Start of Given data

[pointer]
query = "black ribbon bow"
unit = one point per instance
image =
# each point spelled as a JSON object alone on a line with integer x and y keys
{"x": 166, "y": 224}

End of Given data
Start of Given data

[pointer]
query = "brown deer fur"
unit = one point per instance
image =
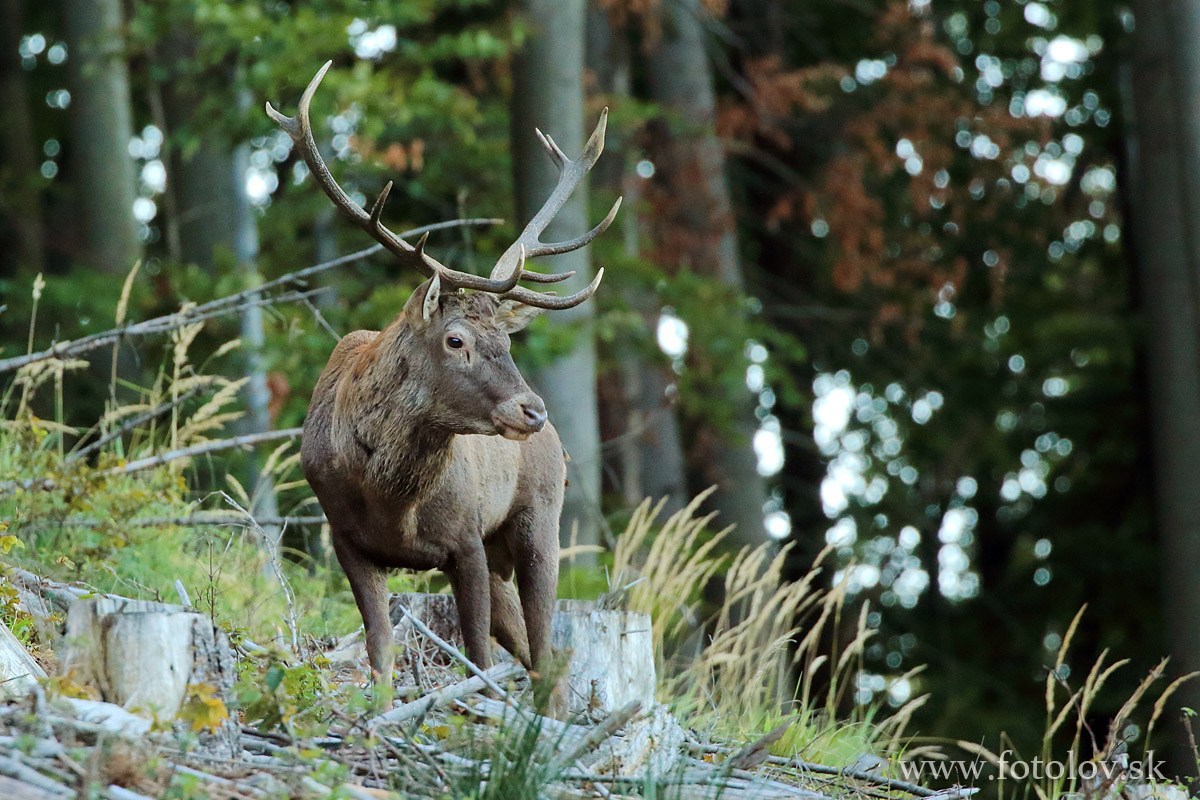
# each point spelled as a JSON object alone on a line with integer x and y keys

End of Given data

▶ Requirement:
Return every line of the listing above that contains the string "query". Case counts, so only matches with the same capitalization qualify.

▶ Task output:
query = "black ribbon bow"
query = "brown deer fur"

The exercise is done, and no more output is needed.